## INFORMATION GIVEN
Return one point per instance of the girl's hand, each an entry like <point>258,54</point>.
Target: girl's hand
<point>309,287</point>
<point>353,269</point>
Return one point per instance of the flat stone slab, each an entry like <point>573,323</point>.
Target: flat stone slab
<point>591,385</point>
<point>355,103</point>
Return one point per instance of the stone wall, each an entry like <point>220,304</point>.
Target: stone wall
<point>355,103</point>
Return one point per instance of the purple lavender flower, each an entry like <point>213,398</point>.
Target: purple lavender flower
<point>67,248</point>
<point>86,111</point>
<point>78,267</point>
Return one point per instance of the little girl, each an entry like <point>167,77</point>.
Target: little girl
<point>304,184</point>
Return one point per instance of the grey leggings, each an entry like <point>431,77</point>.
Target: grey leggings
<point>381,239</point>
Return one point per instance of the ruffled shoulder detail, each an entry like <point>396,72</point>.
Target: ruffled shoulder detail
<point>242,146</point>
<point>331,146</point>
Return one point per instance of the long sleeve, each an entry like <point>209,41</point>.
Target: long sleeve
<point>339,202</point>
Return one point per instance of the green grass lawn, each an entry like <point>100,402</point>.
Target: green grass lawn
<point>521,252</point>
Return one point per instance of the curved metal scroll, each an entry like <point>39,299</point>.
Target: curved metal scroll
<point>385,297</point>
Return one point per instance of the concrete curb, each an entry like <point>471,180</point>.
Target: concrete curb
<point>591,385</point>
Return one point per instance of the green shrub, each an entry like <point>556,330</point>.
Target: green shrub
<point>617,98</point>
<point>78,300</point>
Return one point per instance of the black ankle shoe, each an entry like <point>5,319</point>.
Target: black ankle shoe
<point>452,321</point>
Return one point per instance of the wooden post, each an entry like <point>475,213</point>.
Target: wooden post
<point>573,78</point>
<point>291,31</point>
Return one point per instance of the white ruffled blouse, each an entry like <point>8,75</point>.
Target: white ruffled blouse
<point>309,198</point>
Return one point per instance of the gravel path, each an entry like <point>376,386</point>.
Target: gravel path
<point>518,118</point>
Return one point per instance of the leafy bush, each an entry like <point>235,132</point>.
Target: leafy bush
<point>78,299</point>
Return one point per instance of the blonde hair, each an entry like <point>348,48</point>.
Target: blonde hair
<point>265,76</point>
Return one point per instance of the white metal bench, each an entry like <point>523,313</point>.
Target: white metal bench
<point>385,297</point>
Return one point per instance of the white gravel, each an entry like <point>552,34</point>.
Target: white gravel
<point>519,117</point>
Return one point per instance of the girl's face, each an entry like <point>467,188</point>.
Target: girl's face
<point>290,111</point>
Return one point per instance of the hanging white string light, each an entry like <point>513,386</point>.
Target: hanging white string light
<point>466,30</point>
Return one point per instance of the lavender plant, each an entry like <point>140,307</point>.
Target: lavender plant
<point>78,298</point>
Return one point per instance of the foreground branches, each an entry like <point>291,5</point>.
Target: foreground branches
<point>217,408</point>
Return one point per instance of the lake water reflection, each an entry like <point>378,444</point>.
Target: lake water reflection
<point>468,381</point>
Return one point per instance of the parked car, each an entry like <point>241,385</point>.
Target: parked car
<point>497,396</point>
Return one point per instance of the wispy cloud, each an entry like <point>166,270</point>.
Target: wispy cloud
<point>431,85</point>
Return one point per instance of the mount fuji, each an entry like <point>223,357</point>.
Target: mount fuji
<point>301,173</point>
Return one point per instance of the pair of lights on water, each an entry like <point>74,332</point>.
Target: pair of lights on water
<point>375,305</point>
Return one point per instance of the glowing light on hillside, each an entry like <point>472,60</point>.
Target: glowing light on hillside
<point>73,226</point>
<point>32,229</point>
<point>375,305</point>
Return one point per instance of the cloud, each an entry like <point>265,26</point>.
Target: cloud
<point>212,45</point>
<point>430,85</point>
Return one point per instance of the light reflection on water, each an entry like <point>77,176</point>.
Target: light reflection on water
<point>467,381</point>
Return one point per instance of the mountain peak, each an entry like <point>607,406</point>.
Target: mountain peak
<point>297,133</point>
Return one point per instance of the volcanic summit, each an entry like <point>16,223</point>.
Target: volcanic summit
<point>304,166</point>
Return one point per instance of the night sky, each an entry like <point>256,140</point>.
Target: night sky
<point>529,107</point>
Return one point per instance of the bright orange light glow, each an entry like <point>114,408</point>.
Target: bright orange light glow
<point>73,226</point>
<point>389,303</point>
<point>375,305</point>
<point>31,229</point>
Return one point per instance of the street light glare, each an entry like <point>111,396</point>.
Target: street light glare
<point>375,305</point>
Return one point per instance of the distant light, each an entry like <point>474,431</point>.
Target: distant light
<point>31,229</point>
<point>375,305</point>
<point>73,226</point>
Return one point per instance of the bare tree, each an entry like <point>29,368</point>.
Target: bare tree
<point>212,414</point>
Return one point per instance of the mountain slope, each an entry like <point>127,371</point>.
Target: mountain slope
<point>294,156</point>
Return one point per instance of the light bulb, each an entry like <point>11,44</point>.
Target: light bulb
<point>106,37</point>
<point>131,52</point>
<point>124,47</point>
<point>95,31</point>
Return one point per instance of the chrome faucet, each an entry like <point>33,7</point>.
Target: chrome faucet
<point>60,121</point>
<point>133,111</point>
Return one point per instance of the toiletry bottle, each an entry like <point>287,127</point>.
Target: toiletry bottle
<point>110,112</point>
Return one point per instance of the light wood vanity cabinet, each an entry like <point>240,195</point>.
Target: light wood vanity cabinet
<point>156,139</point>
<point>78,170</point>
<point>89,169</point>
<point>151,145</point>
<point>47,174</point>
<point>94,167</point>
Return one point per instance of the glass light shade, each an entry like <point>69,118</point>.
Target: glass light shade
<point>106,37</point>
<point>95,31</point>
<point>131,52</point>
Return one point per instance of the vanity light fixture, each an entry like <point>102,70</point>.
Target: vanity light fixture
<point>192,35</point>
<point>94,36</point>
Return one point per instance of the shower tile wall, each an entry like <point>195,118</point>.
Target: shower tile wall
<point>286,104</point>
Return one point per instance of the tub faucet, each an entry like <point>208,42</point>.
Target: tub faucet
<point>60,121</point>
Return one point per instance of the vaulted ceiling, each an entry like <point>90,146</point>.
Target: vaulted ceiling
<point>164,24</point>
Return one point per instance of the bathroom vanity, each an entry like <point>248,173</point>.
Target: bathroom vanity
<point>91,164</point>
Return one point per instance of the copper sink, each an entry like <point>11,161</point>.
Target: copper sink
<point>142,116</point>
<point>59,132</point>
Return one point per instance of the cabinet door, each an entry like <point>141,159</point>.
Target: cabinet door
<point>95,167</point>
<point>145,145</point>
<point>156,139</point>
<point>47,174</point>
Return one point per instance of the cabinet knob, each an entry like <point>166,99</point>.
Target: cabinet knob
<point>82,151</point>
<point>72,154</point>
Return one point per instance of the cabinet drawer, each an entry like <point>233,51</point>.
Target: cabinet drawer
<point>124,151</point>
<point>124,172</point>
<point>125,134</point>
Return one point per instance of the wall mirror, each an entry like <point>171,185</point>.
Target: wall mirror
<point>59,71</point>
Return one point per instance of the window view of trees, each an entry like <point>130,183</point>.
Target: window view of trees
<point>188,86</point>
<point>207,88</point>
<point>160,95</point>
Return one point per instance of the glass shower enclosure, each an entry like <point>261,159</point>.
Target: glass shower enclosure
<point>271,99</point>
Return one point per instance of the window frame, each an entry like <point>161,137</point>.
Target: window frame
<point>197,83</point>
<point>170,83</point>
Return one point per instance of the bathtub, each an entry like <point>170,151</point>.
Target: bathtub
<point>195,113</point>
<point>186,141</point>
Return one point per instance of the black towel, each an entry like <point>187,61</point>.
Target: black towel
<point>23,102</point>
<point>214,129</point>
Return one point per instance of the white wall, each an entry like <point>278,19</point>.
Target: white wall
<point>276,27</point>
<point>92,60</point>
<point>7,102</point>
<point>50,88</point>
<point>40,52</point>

## TASK STATEMENT
In the records above, locate the line that contains "Return one point per instance of the cabinet drawer, each". Repeat it and every line after it, exactly, and nothing else.

## TASK SOLUTION
Return one point per instance of the cabinet drawer, each an entry like <point>233,51</point>.
Target: cabinet drawer
<point>124,151</point>
<point>124,172</point>
<point>125,134</point>
Return one point per instance of the wall mirror, each an entry like <point>171,185</point>.
Target: wall mirror
<point>59,71</point>
Return one point per instance of the window view of trees, each an entry like <point>130,183</point>.
Target: window view of trees
<point>188,86</point>
<point>207,88</point>
<point>160,95</point>
Return one point per instance of the glass shower enclosure, each an entry like <point>261,159</point>.
Target: glass shower enclosure
<point>271,99</point>
Return one point per instance of the window frame, each an entry like <point>161,137</point>.
Target: window frame
<point>197,83</point>
<point>170,83</point>
Return one point per instance of the bathtub, each an entry like <point>170,151</point>.
Target: bathtub
<point>195,113</point>
<point>186,141</point>
Return one point per instance of the black towel, each an entry like <point>187,61</point>.
Target: black towel
<point>23,102</point>
<point>214,129</point>
Return one point per instance of the white wall, each an entry like <point>278,19</point>.
Target: white wall
<point>276,27</point>
<point>92,60</point>
<point>7,102</point>
<point>50,88</point>
<point>40,52</point>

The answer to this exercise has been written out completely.